_Assigned task 1_:
In the interview about researching Black history, how many years does the speaker say they worked in newspapers?
_Assigned task 2_:
Pick up the interview about researching Black history right after its final sentence and carry it forward.
━━ Excerpted text ━━
What about your understanding of Black history going into this book project?
Well, I ended up becoming a full-scale Libertarian in 1976 while living in Cincinnati and of course have been ever since. So I’m big on the Constitution, big on natural rights, big on individual freedoms, and limited government.
However, given that I was a history major at Villanova and worked in newspapers for 30 years, I thought I should be pretty smart, right? I should be pretty knowledgeable. Well, I guess I am in some ways. But I was pretty shocked when I started doing the research for the book. Over the course of my journalistic career, I did probably a dozen stories on black schools, black business people, black teachers, and a street that had turned from white to black in Pittsburgh over a period of twenty years. But none of that totally prepared me for what I was going to encounter in writing the book.
How did this impact you?
Frankly, I was appalled that my own newspaper The Post Gazette had done virtually no reporting about Black people when I got there in 1990. I couldn’t believe how poorly they covered the Black community which is about a quarter of Pittsburgh’s population.
━━━
━━ The data ━━
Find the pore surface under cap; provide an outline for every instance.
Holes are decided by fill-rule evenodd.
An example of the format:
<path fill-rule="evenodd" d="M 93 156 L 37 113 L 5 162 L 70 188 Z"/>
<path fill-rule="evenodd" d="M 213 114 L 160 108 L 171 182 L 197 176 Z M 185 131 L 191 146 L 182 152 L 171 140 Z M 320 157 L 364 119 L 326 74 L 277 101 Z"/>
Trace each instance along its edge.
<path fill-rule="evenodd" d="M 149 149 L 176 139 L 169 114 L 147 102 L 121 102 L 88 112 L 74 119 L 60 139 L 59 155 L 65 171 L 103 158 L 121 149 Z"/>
━━━
_Expected answer 1_:
30 years

_Expected answer 2_:
I don’t know whether you’ve ever been to Pittsburgh but the Hill District was supremely important to Black culture in the 30s, 40s, and 50s, particularly related to jazz and negro baseball. There was also August Wilson, an American playwright who has been referred to as the "theater's poet of Black America.'' He is best known for a series of ten plays collectively called The Pittsburgh Cycle, which chronicled the experiences and heritage of the African-American community in the 20th century.
So back to Ray Sprigle, it sounds like you began to uncover a lot about this man and his travels
Yes, Ray had written a book entitled “In The Land of Jim Crow” in 1949. I came to admire the way that he wrote it. Honestly, my initial fear is that Ray may have said some nasty things about Black people or demeaned them in some way. But I never stumbled upon any of that in the book. He was a constitutionalist who basically wanted black people in the South and North to be seen on equal footing as whites. He believed that the constitution needed to be more strictly enforced when it comes to Black people.
What else did you discover about him?
Ray really wasn’t a crusader or an early civil rights guy or any of these things. He was simply a very good journalist who knew this would be a great story given his background and what he suspected he would find in the South. What he didn’t know was how bad things would actually be when he visited there.
Sounds like he stumbled upon some pretty shocking stuff
I would say that he was surprised but not naive. Honestly, I’m terrified that if they ever make a limited series out of this, which I pray that they will someday, they will turn Sprigle into some kind of naive white guy. He, in fact, once remarked that he was ashamed to be a white man after what he experienced in the Jim Crow South for 30-days.
How long did it take for you to capture all of this in your book?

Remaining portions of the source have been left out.